TO BE DONE
Can you copy the records below word for word, starting at the line that contains "The current pipeline step requires locating the chair metal" and continuing through the end of the records?

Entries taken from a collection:
══════

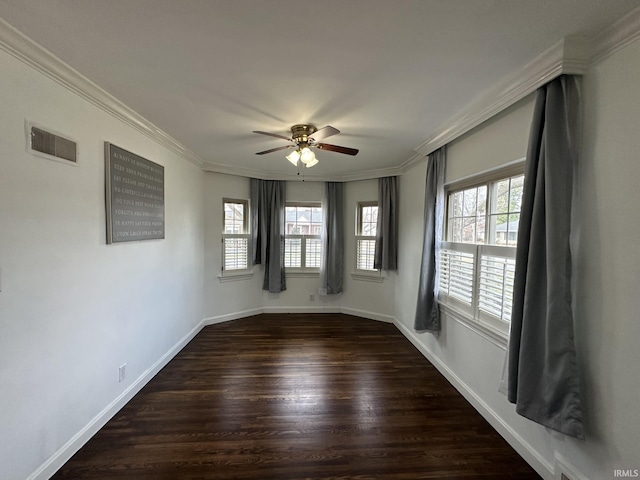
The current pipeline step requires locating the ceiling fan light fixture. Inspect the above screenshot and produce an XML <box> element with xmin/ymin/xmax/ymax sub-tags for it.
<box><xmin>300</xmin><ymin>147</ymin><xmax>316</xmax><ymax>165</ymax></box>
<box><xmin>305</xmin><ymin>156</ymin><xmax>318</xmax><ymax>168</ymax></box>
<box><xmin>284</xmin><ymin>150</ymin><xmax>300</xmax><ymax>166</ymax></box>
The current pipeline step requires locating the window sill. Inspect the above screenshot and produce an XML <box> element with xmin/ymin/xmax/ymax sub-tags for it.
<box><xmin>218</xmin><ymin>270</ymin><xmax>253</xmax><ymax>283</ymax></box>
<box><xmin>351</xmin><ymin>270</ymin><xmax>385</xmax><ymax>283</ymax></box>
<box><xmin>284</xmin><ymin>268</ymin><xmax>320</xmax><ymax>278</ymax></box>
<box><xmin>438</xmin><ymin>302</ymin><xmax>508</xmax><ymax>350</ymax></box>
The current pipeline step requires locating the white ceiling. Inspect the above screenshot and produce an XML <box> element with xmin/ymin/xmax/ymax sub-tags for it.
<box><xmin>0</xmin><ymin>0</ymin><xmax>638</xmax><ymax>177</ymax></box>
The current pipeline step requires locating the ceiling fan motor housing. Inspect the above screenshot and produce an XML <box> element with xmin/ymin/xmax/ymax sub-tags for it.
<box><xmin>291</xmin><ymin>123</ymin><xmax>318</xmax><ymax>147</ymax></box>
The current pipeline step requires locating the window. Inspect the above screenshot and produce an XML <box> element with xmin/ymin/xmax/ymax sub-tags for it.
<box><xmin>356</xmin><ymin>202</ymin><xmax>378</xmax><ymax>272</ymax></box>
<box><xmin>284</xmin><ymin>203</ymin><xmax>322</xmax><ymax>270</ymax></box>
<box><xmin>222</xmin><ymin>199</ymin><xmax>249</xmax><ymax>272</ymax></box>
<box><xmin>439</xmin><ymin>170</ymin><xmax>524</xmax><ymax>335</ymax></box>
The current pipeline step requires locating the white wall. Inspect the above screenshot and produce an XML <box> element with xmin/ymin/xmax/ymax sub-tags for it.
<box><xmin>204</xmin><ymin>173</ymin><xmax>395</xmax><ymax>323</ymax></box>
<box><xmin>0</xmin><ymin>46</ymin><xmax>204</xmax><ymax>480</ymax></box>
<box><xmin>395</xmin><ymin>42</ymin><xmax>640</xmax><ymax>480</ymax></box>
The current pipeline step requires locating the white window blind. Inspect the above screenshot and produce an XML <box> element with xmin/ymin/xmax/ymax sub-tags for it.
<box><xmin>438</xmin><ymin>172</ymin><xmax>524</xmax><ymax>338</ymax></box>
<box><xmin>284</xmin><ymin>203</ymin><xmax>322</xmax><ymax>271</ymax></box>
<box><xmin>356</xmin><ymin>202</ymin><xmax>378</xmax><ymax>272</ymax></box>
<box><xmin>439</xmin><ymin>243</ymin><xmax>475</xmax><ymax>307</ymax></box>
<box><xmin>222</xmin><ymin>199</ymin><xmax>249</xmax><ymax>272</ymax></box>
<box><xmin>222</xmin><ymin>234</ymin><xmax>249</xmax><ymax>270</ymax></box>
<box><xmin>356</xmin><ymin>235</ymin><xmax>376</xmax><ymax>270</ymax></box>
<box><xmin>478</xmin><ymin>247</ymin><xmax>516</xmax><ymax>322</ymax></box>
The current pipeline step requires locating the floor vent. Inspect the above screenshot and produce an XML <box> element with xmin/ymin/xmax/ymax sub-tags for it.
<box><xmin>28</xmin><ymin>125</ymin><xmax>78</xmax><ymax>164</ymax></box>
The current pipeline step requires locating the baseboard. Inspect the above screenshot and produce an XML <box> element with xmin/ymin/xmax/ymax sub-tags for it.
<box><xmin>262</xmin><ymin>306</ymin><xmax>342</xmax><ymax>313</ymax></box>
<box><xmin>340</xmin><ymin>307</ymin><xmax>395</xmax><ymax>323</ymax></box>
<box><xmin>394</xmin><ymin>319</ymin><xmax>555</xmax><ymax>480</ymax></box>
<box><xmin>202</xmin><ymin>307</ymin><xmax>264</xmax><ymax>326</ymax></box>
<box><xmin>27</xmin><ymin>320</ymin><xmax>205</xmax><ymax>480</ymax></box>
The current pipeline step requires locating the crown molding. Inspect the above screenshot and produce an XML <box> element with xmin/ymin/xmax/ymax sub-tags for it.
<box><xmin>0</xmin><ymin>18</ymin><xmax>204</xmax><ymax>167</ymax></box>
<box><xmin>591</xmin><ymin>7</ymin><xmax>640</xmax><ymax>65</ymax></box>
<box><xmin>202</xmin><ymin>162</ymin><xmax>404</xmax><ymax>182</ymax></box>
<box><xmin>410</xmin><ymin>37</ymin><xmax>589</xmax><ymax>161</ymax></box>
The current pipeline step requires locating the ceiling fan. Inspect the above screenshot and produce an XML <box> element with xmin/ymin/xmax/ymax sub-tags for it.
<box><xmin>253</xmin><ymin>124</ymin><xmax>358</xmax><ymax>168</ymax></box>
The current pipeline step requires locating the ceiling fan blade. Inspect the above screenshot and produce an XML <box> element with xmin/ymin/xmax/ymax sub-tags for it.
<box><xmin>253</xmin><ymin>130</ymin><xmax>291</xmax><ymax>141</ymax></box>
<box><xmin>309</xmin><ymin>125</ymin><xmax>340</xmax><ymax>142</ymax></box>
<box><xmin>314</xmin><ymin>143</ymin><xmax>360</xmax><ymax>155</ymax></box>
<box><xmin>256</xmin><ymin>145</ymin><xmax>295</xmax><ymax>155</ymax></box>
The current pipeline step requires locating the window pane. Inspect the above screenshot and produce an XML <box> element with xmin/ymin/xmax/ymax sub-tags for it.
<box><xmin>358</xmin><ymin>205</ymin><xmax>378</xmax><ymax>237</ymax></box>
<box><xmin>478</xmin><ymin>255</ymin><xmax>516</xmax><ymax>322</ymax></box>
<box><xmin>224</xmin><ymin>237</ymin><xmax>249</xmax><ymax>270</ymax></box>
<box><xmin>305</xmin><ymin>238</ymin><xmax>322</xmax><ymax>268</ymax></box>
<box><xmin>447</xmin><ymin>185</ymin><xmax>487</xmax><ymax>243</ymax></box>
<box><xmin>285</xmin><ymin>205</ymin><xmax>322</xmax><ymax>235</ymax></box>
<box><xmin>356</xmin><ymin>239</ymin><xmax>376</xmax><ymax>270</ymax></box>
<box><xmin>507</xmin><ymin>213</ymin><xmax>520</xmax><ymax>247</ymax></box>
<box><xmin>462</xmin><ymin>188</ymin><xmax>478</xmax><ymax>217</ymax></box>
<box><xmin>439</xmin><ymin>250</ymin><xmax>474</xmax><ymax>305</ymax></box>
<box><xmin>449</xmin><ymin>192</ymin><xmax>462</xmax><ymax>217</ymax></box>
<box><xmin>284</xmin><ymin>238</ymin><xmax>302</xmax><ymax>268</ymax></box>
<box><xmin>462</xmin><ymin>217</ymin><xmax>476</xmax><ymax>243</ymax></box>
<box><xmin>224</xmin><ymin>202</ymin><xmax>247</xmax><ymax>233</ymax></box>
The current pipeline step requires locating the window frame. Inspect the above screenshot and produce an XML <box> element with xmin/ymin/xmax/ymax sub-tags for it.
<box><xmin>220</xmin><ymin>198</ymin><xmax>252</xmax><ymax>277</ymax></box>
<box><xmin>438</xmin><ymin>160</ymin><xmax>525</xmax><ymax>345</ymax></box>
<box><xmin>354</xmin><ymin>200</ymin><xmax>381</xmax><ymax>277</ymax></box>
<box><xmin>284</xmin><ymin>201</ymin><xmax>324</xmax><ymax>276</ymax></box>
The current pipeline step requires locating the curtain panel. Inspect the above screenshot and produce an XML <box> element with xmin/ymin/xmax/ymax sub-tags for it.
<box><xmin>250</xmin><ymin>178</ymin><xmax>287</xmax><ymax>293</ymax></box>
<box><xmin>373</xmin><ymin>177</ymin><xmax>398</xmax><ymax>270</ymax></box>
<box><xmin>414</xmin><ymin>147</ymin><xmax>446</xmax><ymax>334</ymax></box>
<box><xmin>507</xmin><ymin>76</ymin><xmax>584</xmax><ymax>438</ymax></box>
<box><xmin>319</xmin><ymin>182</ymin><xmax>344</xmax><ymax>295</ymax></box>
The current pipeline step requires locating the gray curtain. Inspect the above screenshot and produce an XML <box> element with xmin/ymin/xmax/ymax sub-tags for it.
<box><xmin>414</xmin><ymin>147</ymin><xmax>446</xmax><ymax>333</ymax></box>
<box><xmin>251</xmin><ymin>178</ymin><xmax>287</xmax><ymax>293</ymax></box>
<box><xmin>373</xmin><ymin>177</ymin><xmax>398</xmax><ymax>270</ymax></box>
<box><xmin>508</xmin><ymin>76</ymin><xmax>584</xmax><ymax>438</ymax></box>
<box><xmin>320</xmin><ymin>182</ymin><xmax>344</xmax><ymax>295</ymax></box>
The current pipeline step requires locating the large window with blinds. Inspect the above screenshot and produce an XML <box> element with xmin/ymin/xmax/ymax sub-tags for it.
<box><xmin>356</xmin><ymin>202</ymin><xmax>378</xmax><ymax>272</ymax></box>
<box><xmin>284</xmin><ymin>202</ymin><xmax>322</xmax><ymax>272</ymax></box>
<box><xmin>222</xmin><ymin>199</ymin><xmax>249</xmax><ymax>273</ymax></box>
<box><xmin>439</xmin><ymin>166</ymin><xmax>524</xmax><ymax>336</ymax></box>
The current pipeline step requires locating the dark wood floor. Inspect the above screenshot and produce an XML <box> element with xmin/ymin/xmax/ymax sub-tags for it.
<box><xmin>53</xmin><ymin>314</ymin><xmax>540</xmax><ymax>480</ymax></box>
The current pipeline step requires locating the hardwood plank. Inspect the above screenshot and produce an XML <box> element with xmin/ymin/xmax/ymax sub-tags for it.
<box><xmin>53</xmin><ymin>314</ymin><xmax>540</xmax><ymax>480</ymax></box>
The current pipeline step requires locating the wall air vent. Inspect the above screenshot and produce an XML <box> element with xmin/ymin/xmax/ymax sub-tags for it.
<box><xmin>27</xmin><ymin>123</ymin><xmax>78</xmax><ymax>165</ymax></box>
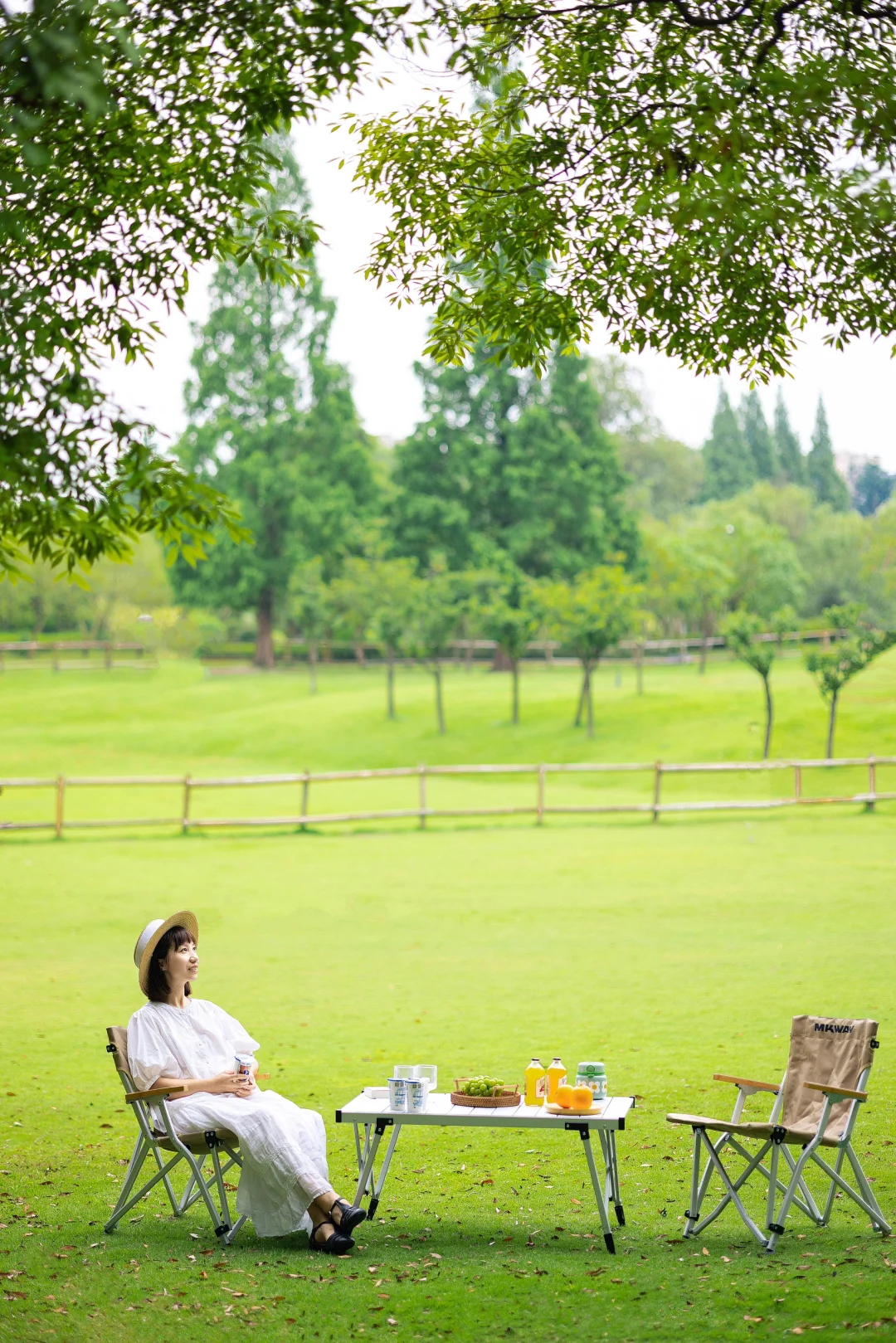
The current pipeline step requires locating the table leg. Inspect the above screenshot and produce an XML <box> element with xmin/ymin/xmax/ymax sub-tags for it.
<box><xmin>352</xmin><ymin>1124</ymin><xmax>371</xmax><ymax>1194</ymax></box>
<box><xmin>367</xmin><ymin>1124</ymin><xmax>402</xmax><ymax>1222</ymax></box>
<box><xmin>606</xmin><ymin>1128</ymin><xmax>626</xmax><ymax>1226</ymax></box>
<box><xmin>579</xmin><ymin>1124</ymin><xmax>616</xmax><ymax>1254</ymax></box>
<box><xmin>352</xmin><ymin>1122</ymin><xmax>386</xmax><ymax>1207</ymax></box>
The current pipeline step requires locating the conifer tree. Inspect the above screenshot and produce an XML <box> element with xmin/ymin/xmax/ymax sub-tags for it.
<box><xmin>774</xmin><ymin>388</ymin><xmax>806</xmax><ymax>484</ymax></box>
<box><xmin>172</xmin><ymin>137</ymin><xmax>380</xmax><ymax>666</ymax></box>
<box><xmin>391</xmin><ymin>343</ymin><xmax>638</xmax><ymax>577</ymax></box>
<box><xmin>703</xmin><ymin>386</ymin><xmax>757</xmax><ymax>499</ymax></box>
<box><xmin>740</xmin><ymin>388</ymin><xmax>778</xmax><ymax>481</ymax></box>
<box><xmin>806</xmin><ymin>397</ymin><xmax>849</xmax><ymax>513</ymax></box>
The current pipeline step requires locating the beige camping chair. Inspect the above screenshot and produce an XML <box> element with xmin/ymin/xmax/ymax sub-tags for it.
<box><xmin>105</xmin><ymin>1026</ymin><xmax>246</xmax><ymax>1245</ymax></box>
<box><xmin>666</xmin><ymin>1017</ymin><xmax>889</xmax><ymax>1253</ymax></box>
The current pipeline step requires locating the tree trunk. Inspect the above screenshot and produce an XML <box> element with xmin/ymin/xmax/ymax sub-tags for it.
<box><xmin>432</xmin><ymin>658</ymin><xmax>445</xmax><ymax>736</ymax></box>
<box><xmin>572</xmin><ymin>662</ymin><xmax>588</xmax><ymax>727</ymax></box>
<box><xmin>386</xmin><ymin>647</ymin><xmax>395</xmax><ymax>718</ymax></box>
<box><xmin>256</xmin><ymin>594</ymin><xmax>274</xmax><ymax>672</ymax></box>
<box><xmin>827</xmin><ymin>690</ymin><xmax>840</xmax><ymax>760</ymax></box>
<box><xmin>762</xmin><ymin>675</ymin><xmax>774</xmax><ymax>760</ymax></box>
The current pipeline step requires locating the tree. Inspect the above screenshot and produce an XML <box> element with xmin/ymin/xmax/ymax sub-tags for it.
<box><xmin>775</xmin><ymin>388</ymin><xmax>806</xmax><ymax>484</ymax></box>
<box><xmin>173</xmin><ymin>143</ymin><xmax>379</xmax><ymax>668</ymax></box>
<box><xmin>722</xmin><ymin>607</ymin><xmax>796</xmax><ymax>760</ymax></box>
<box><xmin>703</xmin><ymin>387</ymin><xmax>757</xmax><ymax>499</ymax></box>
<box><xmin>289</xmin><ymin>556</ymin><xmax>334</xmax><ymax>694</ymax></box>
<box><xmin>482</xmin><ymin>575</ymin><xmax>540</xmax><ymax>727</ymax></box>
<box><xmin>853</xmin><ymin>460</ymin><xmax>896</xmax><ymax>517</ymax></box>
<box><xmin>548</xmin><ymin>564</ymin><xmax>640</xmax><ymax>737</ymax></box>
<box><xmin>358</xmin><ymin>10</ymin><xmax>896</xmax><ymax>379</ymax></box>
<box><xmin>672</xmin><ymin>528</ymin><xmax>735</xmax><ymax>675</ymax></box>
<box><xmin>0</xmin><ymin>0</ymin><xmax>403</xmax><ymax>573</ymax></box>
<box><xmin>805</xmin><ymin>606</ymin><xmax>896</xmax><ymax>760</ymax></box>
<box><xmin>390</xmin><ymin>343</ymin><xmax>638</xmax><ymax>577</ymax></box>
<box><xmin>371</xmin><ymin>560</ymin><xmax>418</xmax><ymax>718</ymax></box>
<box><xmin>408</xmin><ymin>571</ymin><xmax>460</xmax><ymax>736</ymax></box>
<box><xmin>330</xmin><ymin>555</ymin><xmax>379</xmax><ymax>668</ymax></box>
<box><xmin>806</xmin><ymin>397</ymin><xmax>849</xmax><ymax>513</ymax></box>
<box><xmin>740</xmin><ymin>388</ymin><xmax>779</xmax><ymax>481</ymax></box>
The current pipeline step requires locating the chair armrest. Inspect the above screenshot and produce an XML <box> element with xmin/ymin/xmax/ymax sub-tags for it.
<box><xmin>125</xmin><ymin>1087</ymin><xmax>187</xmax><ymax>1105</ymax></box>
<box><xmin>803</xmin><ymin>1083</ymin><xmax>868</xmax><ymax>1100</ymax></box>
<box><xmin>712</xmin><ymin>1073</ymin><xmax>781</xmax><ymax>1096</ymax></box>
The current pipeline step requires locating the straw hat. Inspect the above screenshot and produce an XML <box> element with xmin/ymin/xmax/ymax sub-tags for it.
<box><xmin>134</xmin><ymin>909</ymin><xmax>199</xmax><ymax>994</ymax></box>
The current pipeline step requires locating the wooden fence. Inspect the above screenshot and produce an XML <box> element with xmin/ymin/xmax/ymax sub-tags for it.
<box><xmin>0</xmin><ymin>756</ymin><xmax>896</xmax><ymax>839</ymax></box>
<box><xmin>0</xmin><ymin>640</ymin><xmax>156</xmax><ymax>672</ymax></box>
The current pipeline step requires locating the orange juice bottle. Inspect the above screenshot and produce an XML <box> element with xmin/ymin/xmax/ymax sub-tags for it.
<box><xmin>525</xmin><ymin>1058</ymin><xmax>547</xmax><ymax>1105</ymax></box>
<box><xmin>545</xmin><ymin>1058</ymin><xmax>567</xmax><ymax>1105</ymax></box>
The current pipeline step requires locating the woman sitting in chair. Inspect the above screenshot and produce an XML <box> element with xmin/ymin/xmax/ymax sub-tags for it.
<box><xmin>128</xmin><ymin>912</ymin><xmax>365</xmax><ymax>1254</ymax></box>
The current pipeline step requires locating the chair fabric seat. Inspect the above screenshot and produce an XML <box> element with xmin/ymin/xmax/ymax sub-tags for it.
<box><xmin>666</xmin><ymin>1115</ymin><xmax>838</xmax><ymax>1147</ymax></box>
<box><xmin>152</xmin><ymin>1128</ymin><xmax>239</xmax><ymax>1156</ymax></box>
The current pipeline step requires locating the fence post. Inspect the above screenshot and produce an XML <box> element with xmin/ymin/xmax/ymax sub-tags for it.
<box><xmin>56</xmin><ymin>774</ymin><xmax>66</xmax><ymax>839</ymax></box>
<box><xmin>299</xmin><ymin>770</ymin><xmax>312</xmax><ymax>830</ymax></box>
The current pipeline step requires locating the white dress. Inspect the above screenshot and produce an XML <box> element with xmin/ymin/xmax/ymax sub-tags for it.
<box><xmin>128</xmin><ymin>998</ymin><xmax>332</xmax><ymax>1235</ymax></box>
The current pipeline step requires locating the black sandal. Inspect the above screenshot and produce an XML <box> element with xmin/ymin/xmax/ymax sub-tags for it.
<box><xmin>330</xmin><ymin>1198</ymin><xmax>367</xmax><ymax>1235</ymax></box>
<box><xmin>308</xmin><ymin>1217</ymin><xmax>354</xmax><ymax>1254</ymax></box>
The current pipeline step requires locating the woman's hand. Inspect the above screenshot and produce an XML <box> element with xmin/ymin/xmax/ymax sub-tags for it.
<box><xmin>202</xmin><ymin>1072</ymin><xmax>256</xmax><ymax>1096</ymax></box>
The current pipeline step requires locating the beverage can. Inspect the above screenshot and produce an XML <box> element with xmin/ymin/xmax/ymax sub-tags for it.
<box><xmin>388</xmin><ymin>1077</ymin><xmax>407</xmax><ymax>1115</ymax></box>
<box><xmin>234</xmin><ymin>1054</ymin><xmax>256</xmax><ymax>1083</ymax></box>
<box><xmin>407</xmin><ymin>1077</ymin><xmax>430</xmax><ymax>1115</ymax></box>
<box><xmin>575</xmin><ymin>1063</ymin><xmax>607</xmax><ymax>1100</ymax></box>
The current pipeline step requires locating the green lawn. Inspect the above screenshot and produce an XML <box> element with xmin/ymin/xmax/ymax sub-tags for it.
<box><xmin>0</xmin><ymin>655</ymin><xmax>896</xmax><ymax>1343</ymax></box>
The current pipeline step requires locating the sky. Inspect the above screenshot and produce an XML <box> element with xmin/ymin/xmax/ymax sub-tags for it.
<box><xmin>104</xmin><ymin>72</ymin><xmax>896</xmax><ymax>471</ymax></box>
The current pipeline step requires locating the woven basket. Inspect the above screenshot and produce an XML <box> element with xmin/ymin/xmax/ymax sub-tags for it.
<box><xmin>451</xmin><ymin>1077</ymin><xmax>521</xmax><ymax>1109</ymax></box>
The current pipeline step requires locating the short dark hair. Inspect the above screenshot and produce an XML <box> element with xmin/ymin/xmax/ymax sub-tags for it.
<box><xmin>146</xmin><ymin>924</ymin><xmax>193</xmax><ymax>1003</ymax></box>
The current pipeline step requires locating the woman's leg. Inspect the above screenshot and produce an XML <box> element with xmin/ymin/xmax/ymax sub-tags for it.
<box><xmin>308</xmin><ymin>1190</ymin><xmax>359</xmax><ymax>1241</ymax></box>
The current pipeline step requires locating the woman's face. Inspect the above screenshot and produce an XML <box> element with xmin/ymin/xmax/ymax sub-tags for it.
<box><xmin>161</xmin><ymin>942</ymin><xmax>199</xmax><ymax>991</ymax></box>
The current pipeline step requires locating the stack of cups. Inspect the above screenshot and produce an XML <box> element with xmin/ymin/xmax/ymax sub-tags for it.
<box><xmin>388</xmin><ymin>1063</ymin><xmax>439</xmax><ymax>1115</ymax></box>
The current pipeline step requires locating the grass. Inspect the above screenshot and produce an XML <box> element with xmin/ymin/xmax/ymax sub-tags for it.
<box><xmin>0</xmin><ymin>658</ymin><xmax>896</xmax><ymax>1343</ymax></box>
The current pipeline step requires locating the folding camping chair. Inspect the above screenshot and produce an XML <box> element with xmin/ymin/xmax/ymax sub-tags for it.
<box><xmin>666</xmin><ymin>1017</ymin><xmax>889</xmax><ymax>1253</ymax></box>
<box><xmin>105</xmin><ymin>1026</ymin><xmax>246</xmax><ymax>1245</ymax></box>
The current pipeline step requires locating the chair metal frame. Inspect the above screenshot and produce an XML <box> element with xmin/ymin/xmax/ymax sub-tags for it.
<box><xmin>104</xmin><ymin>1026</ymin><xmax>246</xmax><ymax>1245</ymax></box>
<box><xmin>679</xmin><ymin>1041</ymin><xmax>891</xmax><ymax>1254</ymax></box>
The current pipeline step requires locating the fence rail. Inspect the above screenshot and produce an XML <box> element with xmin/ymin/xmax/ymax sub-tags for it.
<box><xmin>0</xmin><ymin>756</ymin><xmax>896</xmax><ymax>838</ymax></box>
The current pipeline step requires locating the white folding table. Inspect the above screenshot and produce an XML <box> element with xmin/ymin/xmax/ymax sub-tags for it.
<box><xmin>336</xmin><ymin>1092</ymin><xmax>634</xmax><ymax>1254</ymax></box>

══════

ANSWER TO THE PROBLEM
The current pipeline step requires locating the chair metal frame. Inspect the above screenshot and produce an XML <box> element with xmin/ymin/xmax/ymax sub-tags for it.
<box><xmin>104</xmin><ymin>1026</ymin><xmax>246</xmax><ymax>1245</ymax></box>
<box><xmin>679</xmin><ymin>1041</ymin><xmax>891</xmax><ymax>1254</ymax></box>
The current pipeline step requires locating the fence rail. Inspect the above screenshot and produce an XML <box> element with xmin/ymin/xmax/ymax sub-tags for it.
<box><xmin>0</xmin><ymin>756</ymin><xmax>896</xmax><ymax>838</ymax></box>
The current pipeline step requires locating the white folding table. Inspect the above screenshot and produce an XML <box> element with xmin/ymin/xmax/ymax sub-tags for it.
<box><xmin>336</xmin><ymin>1092</ymin><xmax>634</xmax><ymax>1254</ymax></box>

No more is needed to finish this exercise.